───── EXERCISE MATERIALS ─────
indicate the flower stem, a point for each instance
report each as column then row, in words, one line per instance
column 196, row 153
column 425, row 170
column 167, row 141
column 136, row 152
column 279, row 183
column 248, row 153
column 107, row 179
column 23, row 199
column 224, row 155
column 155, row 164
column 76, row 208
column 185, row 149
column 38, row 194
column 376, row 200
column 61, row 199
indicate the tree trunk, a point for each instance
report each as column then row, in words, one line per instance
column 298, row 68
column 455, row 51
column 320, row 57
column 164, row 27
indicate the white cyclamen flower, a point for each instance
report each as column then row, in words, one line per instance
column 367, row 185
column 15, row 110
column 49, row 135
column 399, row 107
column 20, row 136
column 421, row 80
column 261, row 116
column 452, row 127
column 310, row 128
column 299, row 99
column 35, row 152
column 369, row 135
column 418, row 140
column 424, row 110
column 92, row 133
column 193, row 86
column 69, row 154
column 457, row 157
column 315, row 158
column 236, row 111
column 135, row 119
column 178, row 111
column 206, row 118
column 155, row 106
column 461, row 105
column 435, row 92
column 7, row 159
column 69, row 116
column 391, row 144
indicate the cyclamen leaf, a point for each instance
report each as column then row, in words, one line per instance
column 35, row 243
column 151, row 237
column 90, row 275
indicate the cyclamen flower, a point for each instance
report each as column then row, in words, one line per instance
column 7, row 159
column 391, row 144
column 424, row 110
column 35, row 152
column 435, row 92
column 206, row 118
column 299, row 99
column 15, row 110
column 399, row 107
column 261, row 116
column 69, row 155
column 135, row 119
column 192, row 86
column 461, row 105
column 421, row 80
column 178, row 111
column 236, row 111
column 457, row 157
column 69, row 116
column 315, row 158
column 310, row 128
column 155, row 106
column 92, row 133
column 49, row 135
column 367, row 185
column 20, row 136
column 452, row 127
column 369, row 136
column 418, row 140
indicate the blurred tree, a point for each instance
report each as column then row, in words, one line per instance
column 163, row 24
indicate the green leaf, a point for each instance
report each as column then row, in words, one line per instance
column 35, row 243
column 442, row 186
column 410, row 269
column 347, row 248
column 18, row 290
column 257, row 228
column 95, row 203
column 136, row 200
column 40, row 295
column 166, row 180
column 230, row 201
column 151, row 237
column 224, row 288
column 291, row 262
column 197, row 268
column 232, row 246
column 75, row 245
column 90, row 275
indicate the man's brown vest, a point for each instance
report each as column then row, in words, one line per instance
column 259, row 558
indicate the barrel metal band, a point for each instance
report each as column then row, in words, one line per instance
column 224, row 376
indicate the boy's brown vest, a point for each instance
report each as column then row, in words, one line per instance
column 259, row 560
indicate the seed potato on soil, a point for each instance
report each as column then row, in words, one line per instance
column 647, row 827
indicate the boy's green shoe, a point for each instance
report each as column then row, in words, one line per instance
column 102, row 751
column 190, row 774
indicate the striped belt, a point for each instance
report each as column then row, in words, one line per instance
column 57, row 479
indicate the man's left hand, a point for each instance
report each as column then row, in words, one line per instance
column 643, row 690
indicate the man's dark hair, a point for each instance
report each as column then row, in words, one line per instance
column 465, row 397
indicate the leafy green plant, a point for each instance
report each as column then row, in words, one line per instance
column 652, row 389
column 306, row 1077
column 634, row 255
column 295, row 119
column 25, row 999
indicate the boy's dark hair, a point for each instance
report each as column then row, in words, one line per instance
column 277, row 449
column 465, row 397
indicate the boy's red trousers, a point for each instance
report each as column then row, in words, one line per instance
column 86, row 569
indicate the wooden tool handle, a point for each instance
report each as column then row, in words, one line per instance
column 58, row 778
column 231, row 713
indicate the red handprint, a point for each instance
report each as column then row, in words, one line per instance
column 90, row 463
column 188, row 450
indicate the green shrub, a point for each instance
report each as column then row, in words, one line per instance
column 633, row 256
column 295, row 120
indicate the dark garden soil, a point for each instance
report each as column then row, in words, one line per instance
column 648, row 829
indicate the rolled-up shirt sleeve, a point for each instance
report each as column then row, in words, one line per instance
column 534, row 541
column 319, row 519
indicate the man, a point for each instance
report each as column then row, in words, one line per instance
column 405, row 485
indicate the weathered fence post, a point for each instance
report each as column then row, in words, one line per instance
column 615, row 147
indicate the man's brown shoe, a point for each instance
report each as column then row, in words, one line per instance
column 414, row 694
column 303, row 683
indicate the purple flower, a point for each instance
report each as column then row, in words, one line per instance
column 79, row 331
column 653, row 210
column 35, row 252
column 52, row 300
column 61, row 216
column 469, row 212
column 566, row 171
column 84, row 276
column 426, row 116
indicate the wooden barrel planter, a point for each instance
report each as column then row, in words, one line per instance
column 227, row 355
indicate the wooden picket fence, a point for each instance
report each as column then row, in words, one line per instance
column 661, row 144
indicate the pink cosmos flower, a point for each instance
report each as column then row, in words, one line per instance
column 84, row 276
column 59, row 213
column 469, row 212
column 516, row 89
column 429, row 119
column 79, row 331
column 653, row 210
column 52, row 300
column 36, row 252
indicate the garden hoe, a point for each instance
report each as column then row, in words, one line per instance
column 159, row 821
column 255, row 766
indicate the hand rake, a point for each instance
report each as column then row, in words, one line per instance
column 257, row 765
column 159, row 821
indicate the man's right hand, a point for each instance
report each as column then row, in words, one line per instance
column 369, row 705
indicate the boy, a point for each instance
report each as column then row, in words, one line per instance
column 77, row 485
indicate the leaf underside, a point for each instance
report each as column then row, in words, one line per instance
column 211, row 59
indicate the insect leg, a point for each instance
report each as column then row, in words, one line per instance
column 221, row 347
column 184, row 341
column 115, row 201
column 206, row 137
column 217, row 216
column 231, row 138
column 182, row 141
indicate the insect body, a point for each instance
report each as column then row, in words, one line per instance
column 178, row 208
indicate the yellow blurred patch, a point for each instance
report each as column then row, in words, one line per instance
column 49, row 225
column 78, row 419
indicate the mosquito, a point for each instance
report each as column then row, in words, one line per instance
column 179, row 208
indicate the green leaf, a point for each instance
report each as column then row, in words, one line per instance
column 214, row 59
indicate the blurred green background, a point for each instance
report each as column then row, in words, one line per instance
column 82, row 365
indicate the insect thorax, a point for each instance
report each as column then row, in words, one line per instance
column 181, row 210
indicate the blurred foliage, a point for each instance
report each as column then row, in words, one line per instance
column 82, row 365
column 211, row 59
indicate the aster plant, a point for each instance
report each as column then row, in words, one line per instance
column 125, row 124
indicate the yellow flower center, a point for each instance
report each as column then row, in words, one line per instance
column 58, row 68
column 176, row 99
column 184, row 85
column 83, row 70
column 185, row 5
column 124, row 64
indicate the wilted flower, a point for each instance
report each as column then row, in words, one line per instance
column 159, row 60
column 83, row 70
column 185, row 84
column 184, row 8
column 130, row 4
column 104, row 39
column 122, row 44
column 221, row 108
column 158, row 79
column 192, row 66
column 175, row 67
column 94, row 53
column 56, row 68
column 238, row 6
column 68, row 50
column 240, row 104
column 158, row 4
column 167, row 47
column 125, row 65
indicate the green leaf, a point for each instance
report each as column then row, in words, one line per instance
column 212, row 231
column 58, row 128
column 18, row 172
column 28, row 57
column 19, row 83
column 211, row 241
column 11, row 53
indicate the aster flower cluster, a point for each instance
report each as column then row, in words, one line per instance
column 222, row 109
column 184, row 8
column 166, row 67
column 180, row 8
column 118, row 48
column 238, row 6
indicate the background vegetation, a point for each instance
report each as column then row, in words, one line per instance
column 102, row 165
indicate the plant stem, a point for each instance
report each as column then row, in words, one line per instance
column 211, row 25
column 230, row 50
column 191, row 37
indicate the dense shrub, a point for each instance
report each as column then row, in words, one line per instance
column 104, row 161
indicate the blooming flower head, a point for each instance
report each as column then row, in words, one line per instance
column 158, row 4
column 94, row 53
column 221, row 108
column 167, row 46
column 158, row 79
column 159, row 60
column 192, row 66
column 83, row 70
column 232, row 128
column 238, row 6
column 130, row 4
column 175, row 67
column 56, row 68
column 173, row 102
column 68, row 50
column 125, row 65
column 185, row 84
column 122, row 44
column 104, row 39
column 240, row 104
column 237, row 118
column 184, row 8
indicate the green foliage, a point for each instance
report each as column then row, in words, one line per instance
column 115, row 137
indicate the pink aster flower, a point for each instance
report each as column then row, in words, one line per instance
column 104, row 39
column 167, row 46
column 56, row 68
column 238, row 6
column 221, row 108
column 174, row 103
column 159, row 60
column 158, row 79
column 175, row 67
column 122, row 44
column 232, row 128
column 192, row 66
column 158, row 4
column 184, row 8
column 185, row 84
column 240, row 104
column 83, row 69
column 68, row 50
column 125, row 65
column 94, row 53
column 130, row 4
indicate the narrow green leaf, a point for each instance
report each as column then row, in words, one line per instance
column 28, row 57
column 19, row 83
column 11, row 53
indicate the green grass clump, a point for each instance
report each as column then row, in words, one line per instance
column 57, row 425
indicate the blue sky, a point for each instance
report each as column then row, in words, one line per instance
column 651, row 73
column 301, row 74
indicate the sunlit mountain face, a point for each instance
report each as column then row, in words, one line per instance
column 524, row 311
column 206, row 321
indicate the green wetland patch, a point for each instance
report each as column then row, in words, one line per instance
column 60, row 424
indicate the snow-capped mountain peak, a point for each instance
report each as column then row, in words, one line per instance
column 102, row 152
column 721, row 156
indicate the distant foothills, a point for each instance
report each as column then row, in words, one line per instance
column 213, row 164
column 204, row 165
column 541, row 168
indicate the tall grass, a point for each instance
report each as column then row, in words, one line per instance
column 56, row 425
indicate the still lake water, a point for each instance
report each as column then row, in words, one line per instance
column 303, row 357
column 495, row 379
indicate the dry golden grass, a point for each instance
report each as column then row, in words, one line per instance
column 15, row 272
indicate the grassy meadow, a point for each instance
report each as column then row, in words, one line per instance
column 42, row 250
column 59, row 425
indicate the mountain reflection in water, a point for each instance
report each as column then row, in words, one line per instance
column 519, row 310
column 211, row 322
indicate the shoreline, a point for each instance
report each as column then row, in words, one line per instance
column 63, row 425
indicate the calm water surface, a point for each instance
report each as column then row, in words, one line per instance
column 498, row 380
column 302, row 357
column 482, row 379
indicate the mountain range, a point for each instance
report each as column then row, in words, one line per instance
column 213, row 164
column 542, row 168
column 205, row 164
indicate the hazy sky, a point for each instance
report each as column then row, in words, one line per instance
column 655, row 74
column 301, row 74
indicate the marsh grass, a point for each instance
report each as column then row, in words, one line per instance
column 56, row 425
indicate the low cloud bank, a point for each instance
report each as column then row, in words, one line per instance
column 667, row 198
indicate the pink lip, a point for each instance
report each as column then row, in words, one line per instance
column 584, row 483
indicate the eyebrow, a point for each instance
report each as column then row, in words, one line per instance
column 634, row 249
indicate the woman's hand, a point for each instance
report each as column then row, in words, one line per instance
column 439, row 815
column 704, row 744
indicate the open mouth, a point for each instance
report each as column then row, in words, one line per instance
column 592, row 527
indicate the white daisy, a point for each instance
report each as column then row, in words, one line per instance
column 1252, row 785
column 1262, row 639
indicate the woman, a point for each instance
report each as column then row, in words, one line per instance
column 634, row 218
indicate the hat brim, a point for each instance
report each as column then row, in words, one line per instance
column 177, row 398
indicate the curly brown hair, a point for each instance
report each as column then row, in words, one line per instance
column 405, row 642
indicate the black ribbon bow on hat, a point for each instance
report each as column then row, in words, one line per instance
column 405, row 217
─────
What lines of the data contain the string "pink"? List them.

indicate the pink cosmos flower, a point for each instance
indicate the pink aster flower, a point for each instance
indicate the pink lip, a point for each instance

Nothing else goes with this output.